- [PARTS OF THE EXERCISE]:
1 – Please reproduce the part of the forum thread starting with "Do you know" and going on through "should focus on!".
2 – Decide whether each statement agrees with the forum thread, answering yes or no and quoting the deciding words: (a) Mrs.G no longer discusses the issue with Mr.G. (b) greenpearl writes that she was molested. (c) Mom6547 suggests having hair and makeup done professionally.

- [QUOTED PASSAGE]:
↓

That will make your husband very happy! 

He wants to make you happy! 

When he sees that you are sacrificing your happiness for his happiness, he will appreciate and love you even more! 

Love builds up this way!


----------



## greenpearl (Sep 3, 2010)

I was never molested!

But I had a father who I didn't even dare to call when I met him on the street. 

Emotionally I was really shut down! 

I don't want to talk much about my family!

It is only pain!


----------



## Mrs.G (Nov 20, 2010)

greenpearl said:


> That will make your husband very happy!
> 
> He wants to make you happy!
> 
> ...


A luxury vacation would still be a lot of fun. :smthumbup: Not much of a sacrifice as it is a compromise.

I no longer discuss this issue with Mr.G; I hate to see the pain in his eyes. He says: "I feel so bad that you didn't get what you want, because we couldn't afford it." No need to heap negativity on the poor man and remind him that he lost his job right when we got engaged. 

I love all your posts.


----------



## Mrs.G (Nov 20, 2010)

Jellybeans said:


> Ok this thread is making me want to go on vacation now....


Sorry if I upset you. I was merely speaking to the fact that Green said her childhood was "much worse than mine." Few things are worse than being molested, which I was for a year when I was seven. I have forgiven the person that did that; he has lupus now and lost his father.

Did you like your wedding, Jellybeans?


----------



## Mrs.G (Nov 20, 2010)

greenpearl said:


> I was never molested!
> 
> But I had a father who I didn't even dare to call when I met him on the street.
> 
> ...


I agree. What is the sense in dredging things up? I only mentioned the sexual abuse, to show that my life was not as easy as you might think.

My story has a happy ending; I married a nice man and I have almost gotten over my issues. Not yet, but soon.:smthumbup:


----------



## Mom6547 (Jul 13, 2010)

Luxury vacation.... including a romantic evening where the Maitre D' thinks you are celebrating a very important anniversary. You get absolutely beautifulled up. (I love making up words.) Princess for an evening. If not the same.... maybe fun. Get your hair and makeup professional done.


----------



## greenpearl (Sep 3, 2010)

Mrs.G said:


> I no longer discuss this issue with Mr.G; I hate to see the pain in his eyes. He says: "I feel so bad that you didn't get what you want, because we couldn't afford it." No need to heap negativity on the poor man and remind him that he lost his job right when we got engaged.


Do you know what my husband would tell me if I tell him that I didn't get what I wanted. 

He will just tell me to " Shut up" ! 

:rofl:

We have built our sweet life together!

You and Mr.G will build a sweet life together! 

And that's much more important! That's the goal you should focus on!


----------



## Mom6547 (Jul 13, 2010)

↑

- [SUPPLIED DATA]:
↓

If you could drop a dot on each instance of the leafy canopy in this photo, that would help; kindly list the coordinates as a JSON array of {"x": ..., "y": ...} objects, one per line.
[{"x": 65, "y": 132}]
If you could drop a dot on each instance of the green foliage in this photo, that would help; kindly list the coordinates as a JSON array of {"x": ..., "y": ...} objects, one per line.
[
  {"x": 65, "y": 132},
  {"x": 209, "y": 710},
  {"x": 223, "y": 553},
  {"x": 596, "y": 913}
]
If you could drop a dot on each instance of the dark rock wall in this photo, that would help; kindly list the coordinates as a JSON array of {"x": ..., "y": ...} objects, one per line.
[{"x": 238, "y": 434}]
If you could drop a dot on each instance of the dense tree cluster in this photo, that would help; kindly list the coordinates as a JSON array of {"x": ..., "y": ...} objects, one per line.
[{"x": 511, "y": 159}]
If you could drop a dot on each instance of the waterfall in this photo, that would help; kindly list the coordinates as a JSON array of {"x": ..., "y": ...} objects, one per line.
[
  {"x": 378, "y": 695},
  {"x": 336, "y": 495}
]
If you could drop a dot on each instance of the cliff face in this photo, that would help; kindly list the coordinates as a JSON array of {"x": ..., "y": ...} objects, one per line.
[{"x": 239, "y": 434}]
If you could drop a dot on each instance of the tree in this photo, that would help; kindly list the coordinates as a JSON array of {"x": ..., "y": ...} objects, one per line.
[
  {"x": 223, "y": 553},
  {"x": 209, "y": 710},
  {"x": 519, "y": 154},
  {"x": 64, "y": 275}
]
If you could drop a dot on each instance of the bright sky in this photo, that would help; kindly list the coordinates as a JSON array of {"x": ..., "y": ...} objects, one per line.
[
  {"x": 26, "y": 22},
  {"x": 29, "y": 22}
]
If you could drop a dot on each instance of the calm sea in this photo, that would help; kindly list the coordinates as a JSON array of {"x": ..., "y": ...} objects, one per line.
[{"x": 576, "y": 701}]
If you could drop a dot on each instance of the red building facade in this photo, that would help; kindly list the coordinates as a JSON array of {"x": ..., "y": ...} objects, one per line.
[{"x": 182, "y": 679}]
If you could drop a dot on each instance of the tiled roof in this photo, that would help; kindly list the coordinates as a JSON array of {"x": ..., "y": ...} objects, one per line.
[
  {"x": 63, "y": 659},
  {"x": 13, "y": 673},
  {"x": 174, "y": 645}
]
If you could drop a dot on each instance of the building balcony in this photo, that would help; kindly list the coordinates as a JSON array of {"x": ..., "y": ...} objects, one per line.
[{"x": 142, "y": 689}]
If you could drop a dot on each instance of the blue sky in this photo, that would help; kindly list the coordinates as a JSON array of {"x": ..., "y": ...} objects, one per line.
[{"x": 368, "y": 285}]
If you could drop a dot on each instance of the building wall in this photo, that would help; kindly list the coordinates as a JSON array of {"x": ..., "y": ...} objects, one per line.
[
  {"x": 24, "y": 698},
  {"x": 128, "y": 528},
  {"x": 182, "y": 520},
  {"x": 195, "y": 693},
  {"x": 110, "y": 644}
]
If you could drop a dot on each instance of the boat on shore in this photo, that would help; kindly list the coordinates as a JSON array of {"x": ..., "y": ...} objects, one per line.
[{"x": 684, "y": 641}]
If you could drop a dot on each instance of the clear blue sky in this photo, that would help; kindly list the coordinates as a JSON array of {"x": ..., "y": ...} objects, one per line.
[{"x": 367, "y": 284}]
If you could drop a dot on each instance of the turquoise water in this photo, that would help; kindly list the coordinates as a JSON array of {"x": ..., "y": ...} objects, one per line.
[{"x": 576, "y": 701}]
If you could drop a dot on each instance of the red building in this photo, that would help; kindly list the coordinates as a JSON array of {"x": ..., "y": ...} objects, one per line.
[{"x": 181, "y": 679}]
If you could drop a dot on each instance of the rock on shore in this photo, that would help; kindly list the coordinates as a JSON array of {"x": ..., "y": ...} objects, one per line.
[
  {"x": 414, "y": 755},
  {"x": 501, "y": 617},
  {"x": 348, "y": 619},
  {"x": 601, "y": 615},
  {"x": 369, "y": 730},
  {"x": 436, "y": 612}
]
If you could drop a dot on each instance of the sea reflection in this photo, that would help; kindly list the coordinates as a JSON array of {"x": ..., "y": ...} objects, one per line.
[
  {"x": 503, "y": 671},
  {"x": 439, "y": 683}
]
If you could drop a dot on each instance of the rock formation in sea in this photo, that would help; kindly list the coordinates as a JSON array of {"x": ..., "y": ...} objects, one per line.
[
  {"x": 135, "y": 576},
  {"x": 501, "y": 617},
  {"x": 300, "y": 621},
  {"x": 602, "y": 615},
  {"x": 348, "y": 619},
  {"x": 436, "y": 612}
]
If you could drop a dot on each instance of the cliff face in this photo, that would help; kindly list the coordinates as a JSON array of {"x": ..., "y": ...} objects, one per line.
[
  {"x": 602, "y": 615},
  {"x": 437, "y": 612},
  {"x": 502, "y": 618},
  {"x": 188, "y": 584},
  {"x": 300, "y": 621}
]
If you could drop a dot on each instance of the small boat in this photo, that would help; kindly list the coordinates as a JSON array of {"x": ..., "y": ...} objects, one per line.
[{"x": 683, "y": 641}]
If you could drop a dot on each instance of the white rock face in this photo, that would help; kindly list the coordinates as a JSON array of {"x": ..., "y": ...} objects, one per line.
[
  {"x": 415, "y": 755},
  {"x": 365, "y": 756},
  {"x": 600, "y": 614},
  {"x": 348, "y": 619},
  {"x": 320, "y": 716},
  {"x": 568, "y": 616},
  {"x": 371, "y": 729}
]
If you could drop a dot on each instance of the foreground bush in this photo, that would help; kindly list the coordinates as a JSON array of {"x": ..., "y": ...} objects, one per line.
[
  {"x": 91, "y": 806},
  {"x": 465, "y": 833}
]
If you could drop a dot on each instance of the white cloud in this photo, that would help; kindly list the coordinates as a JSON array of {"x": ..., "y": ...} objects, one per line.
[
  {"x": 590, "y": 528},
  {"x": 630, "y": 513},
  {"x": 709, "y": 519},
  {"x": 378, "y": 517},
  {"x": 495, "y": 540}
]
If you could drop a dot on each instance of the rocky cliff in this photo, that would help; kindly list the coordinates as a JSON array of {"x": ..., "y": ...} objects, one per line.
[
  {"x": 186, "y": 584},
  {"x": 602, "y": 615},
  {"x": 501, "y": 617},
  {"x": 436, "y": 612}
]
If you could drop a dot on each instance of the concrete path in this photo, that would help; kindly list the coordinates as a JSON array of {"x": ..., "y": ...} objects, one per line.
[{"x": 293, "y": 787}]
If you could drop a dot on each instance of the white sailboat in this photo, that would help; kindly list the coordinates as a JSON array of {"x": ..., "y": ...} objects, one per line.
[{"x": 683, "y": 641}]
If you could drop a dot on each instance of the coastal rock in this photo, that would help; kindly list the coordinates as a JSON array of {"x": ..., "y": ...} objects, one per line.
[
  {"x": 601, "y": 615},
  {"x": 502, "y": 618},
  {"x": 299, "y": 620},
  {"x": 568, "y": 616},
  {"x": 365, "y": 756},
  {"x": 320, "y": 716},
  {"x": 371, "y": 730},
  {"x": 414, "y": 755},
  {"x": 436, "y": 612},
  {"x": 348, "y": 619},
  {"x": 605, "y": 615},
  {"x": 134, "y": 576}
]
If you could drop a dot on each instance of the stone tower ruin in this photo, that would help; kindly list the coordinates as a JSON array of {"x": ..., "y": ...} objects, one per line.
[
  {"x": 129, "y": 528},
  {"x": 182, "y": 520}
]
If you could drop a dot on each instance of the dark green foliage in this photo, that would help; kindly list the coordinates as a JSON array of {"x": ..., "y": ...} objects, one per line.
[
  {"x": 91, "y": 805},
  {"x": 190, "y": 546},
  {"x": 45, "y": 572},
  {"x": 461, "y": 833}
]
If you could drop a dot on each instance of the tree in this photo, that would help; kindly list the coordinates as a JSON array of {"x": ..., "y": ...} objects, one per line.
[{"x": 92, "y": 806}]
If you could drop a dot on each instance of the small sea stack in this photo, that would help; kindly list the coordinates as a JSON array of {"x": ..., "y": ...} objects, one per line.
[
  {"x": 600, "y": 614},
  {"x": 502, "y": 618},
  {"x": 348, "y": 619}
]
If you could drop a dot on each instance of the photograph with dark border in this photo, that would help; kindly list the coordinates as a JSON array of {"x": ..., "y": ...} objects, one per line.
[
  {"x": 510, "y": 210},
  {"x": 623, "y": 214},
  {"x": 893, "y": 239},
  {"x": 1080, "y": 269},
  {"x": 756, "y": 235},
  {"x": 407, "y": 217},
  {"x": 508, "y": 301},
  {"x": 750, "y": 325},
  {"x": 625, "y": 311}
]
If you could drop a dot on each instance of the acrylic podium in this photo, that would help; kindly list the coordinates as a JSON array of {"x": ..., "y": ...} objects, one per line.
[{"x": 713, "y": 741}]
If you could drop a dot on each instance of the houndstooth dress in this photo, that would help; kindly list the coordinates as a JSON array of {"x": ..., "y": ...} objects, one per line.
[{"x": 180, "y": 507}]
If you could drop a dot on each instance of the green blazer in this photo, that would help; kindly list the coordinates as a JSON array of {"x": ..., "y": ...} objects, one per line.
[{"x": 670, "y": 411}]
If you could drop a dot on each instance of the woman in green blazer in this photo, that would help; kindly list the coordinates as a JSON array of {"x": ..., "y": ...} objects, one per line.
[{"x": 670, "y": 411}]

↑

- [RESPONSES TO THE EXERCISE]:
1 –
Do you know what my husband would tell me if I tell him that I didn't get what I wanted. 

He will just tell me to " Shut up" ! 

:rofl:

We have built our sweet life together!

You and Mr.G will build a sweet life together! 

And that's much more important! That's the goal you should focus on!

2 –
(a) Yes: "I no longer discuss this issue with Mr.G; I hate to see the pain in his eyes."
(b) No: "I was never molested!"
(c) Yes: "Get your hair and makeup professional done."